◆ What is expected ◆
Print exactly the lines from the line with "Query: person walking on ruins" to the last line of the data, please, both included.

◆ Data shown ◆
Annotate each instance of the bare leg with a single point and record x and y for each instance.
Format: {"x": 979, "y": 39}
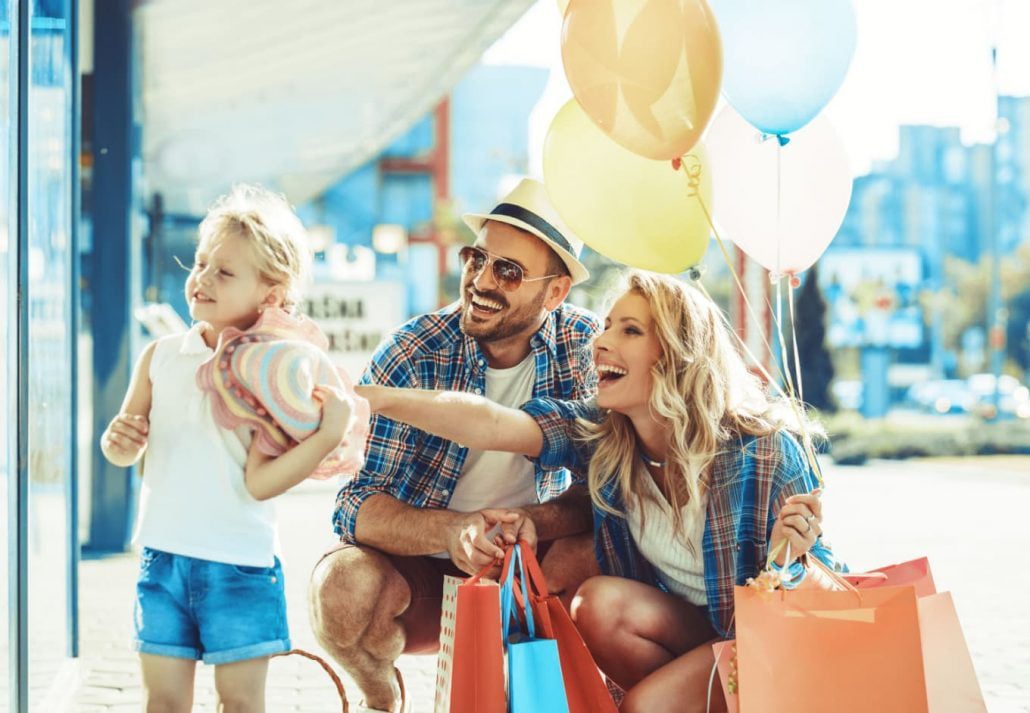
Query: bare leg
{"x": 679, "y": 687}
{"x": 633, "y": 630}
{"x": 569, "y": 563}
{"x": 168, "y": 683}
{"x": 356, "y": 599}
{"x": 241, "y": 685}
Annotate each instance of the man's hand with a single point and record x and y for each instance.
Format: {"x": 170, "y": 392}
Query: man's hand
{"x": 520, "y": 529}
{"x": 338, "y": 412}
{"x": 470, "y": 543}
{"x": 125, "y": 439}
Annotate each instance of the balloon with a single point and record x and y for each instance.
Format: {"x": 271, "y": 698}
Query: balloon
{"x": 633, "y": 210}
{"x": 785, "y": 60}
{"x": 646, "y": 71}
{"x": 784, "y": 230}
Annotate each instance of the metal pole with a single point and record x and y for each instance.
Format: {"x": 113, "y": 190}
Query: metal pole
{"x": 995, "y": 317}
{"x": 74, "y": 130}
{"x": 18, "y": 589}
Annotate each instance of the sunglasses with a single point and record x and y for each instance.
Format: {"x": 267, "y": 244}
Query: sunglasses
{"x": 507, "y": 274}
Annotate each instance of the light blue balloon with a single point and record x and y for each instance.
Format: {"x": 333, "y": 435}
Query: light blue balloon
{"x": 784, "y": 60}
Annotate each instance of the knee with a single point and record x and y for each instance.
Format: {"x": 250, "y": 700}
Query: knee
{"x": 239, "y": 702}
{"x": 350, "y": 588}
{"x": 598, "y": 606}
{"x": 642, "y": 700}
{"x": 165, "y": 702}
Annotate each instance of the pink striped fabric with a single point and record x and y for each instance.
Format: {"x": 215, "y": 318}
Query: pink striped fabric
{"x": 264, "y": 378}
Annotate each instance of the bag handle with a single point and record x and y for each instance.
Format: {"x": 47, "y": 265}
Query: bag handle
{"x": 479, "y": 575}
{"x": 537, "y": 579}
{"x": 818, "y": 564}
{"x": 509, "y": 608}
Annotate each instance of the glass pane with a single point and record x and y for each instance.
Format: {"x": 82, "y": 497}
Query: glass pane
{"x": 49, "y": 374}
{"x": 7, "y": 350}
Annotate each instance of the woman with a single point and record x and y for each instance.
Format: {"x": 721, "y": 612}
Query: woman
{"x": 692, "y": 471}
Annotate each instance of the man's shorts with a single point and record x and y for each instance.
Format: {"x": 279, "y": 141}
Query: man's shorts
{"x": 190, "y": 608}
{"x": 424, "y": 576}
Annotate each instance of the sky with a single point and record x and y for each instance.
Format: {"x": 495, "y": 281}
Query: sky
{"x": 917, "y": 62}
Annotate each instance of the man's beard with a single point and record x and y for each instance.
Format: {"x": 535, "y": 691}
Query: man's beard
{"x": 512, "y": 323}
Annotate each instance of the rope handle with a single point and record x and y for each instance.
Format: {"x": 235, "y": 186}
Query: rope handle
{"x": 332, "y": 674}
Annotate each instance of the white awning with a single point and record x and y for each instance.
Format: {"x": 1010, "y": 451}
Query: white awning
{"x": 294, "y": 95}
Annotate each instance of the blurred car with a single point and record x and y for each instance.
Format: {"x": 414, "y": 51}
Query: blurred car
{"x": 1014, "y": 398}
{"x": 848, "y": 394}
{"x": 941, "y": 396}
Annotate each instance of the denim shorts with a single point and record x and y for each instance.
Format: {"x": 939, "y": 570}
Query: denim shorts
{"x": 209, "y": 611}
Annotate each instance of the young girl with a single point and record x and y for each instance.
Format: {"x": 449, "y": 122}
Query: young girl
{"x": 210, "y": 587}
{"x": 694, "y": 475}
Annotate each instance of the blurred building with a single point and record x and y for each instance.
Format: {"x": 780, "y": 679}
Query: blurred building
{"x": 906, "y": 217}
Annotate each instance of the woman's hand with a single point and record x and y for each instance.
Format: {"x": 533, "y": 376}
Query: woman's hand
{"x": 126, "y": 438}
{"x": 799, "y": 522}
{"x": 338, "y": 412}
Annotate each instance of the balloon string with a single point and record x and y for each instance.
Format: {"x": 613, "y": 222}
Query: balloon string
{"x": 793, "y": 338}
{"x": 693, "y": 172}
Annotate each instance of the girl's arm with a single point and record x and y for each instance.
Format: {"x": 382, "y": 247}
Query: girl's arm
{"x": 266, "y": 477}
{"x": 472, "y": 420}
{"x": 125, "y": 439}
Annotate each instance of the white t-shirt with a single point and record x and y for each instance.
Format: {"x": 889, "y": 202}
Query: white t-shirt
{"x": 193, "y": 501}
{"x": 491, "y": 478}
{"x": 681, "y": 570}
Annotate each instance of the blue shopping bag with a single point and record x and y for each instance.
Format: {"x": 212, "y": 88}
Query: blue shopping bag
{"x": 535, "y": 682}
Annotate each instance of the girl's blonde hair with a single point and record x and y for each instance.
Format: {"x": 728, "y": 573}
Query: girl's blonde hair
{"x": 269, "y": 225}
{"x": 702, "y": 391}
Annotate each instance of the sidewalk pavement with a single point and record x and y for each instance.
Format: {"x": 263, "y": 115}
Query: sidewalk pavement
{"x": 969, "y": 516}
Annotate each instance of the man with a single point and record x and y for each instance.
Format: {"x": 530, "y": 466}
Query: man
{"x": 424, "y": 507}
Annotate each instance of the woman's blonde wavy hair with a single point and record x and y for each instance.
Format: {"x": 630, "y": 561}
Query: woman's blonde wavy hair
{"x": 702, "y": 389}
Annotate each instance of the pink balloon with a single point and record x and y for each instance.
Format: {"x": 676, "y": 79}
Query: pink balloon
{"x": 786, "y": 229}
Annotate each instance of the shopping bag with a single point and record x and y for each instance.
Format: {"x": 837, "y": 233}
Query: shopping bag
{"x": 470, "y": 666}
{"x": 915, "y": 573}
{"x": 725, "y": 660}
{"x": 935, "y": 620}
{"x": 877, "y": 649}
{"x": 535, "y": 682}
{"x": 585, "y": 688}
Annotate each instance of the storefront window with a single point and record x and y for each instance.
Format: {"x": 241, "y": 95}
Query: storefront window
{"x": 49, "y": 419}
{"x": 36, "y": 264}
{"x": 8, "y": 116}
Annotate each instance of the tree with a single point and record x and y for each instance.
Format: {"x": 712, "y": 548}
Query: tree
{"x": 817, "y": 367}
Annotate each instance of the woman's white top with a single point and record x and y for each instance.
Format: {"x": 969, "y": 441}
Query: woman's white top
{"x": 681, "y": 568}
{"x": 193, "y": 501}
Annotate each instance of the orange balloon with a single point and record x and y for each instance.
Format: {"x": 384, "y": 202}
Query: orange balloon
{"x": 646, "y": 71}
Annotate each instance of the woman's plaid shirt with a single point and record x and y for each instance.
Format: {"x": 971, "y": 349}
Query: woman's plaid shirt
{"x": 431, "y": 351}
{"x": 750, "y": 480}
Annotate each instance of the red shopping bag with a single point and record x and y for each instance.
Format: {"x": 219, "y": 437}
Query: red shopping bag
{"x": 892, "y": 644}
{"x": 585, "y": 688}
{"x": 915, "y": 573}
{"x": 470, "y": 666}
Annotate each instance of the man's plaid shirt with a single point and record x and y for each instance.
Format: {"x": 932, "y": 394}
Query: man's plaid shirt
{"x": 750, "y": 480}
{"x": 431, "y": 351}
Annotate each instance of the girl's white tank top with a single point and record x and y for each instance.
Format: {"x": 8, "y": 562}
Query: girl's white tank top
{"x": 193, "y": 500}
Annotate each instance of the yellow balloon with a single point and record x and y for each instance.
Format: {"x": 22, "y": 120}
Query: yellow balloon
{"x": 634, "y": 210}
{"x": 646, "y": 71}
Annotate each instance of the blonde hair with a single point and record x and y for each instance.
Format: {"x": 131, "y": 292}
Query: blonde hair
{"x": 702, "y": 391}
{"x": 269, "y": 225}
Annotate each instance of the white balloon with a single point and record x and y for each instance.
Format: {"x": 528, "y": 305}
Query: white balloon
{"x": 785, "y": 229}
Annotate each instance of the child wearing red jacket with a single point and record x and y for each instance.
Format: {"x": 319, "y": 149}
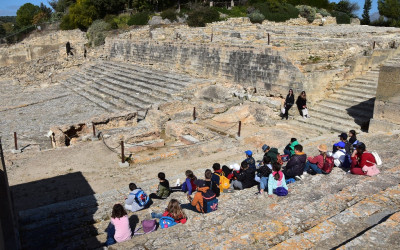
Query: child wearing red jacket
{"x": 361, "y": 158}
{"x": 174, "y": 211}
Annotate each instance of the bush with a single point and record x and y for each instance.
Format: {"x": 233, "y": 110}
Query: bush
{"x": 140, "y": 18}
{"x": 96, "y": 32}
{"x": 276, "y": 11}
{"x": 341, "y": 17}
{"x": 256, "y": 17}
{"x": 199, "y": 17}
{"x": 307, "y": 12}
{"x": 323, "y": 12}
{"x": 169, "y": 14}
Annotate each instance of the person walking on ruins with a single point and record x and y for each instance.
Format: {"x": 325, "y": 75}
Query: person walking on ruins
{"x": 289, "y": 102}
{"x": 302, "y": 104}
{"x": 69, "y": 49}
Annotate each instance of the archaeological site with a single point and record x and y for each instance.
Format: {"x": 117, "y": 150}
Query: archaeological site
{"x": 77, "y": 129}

◆ Your solution ◆
Query: person walking on ruins
{"x": 289, "y": 102}
{"x": 302, "y": 104}
{"x": 69, "y": 49}
Annotate each instance of the archaeological site with a single point and record x and y for each instance.
Format: {"x": 117, "y": 150}
Query: archaeological site
{"x": 77, "y": 129}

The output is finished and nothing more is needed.